• _Aim_
Reproduce all of the material below with the requests included, multiplying every polygon coordinate in the answers by 2.45 and rounding to the nearest whole number, with halves rounded up. Leave the numbers in the requests and their format samples as they are, and omit the pictures from your reply.

• _Exercise materials_
┄┄┄┄┄┄
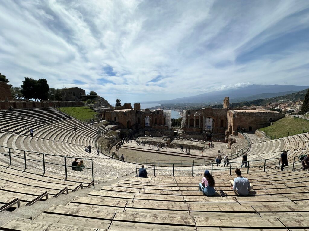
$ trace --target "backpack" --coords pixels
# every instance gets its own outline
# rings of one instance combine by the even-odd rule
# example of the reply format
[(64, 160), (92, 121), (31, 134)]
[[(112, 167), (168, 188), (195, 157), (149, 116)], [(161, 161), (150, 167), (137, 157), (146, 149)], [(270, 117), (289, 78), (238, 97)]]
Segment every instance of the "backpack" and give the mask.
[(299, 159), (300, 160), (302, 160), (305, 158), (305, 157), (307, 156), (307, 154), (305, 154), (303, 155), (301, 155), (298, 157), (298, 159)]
┄┄┄┄┄┄
• _Output for this exercise_
$ trace --target "backpack" --coords pixels
# every instance gets its own outline
# rings of one instance combine by the even-odd rule
# example of the reply format
[(64, 160), (92, 121), (31, 134)]
[[(112, 167), (168, 188), (195, 157), (149, 116)], [(161, 161), (150, 167), (137, 157), (146, 149)], [(270, 117), (289, 78), (238, 97)]]
Segment every instance of the "backpack" and give the mask.
[(733, 390), (735, 392), (740, 392), (747, 387), (747, 385), (752, 382), (752, 377), (747, 377), (742, 380), (737, 380), (730, 385), (730, 390)]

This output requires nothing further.